● **Work request**:
Please count the lines below that hold the word "jersey" and give the count without any other text.
====
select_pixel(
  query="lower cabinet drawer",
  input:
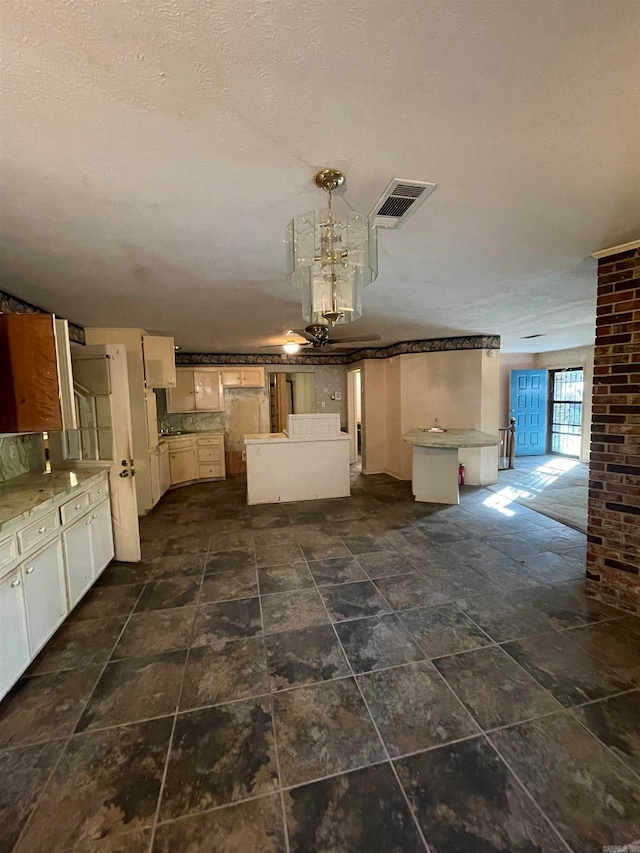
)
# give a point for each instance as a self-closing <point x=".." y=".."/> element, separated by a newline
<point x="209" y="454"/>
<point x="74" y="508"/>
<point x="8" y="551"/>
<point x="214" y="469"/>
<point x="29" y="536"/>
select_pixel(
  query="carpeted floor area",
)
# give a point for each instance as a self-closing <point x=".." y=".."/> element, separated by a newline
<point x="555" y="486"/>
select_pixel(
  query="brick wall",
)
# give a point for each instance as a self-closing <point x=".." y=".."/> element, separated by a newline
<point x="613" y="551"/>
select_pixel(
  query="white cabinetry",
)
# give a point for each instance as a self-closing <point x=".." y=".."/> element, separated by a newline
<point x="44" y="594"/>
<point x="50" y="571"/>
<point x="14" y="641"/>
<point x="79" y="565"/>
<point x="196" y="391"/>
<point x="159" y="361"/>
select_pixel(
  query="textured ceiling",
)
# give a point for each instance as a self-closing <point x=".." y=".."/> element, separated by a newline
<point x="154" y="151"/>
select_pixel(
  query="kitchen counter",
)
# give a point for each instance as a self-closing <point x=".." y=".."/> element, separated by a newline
====
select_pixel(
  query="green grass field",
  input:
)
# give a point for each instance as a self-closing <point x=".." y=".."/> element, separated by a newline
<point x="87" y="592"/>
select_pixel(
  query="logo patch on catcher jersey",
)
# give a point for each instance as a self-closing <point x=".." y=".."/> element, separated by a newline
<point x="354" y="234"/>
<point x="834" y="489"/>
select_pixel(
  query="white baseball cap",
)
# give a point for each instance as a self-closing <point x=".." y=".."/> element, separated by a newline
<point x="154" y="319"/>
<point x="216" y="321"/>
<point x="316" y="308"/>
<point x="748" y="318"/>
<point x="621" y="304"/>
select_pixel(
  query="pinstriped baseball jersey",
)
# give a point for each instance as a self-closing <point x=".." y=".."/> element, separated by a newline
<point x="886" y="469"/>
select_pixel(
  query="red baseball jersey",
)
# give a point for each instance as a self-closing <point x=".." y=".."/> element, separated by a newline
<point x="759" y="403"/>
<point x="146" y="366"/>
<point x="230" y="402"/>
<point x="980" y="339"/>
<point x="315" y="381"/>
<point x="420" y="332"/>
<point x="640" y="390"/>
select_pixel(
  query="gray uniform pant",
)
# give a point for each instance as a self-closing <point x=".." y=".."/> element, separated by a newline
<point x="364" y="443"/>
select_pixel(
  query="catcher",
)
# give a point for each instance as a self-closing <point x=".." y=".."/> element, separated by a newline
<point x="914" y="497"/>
====
● **Solution for this task**:
3